Challenge A
Reproduce the part of the benchmark discussion that opens with the words containing "The benchmarks appear" and closes with "the workload though.".
Challenge B
For each statement, state whether the benchmark discussion supports it, answering yes or no and quoting the deciding words: (i) In the blogpost, the AWS machines have 4GB/vCPU. (ii) GCP and Azure are based on the Neoverse N1 design. (iii) NVIDIA's Grace CPU is reportedly based on the V2 design.

Text excerpt
+++++

The benchmarks appear to show AWS wins by a considerable margin in all tests, and is cheaper at all quoted price points, but is hardly above Azure in the cost performance table. This appears to be due to including Azure's reserved pricing but continuing to use AWS and GCP's on-demand pricing. This is misleading, as both GCP and AWS offer discounts for yearly commitments.
Also, the RAM ratios for the machines are different across vendors. E.g. In the blogpost, the AWS machines have 2GB/vCPU vs 4GB/vCPU for GCE. This does depends on the workload though.
The article end up feeling rather overwhelming. The main difference and advantage AWS holds is that it uses the newer, more advanced (and more expensive) Neoverse V1 design, while GCP and Azure are based on Neoverse N1 design which is older, cheaper, and less performant. These are largely due to how these chip were designed by ARM. It may be argued that AWS also adds its secret sauce, but so far it feels unlikely. A cursory search leads to an phoronix article [0] which has a much more in depth comparison between V1 and N1 (through AWS's c7g vs. c6g instance types.) There are also upcoming N2 and V2 design; NVIDIA's Grace CPU is reportedly based on V2 design, which will be interesting to watch for.

+++++

Record extracts
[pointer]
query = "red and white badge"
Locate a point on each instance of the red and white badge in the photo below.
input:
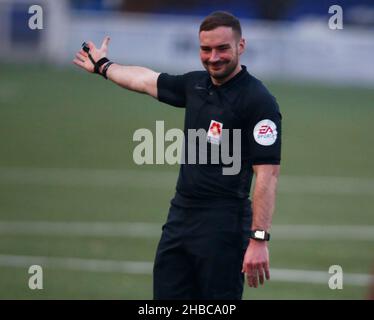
(215, 132)
(265, 132)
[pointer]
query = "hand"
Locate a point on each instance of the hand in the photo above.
(256, 262)
(82, 60)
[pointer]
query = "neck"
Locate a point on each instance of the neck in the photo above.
(219, 82)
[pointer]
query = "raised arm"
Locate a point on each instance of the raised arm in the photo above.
(256, 259)
(139, 79)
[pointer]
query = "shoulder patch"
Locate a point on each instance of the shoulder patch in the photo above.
(265, 132)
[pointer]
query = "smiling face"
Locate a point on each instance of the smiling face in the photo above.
(220, 49)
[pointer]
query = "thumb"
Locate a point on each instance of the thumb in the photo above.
(90, 45)
(105, 42)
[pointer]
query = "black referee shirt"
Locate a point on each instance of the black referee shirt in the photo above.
(243, 103)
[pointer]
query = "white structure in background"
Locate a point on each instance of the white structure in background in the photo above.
(306, 50)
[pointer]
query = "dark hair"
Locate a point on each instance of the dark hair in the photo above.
(221, 19)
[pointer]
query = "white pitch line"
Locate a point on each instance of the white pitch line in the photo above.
(145, 268)
(151, 179)
(153, 230)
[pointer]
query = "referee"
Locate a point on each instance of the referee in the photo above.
(213, 234)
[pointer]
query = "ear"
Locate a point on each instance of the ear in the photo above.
(241, 46)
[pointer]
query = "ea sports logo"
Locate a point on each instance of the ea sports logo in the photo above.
(265, 132)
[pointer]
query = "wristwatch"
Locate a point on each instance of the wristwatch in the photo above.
(259, 235)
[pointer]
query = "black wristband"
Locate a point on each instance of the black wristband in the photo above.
(105, 69)
(99, 63)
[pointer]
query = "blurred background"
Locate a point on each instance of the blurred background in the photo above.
(73, 201)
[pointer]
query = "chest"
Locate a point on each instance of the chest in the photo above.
(207, 108)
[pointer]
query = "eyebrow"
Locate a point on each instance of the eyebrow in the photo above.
(221, 46)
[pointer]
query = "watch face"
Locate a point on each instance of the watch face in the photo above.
(260, 234)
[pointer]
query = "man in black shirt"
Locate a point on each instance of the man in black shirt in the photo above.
(213, 234)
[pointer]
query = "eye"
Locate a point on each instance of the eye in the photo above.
(205, 49)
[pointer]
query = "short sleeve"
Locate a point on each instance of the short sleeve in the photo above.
(172, 89)
(265, 131)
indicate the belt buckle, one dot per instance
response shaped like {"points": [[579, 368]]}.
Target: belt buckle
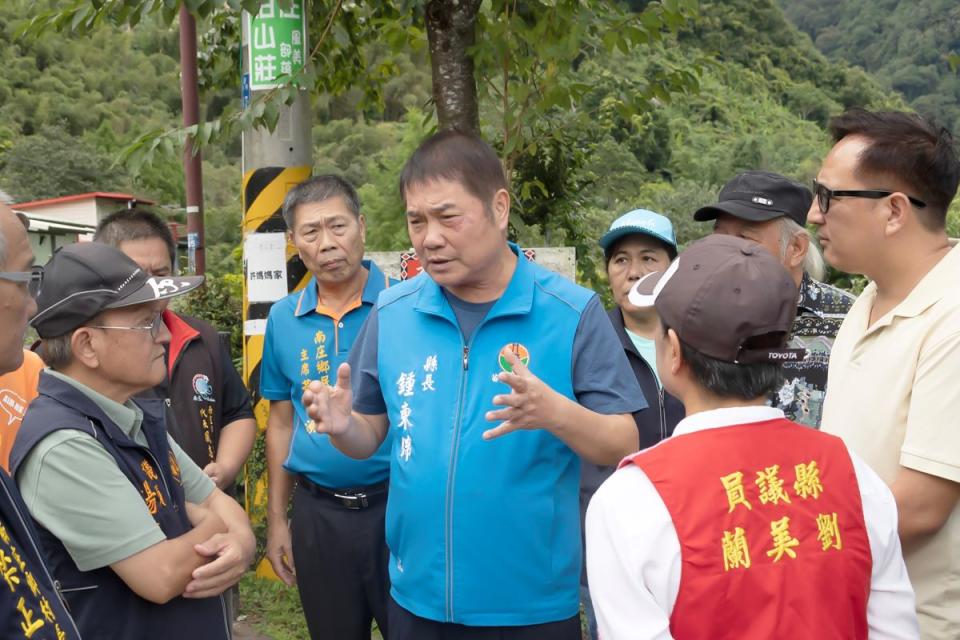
{"points": [[355, 501]]}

+++++

Worked answer A
The benchmarks appear to show AWS wins by a considerable margin in all tests, and is cheaper at all quoted price points, but is hardly above Azure in the cost performance table. This appears to be due to including Azure's reserved pricing but continuing to use AWS and GCP's on-demand pricing. This is misleading, as both GCP and AWS offer discounts for yearly commitments.
Also, the RAM ratios for the machines are different across vendors. E.g. In the blogpost, the AWS machines have 2GB/vCPU vs 4GB/vCPU for GCE. This does depends on the workload though.

Worked answer B
(i) No: "the AWS machines have 2GB/vCPU vs 4GB/vCPU for GCE"
(ii) Yes: "GCP and Azure are based on Neoverse N1 design"
(iii) Yes: "NVIDIA's Grace CPU is reportedly based on V2 design"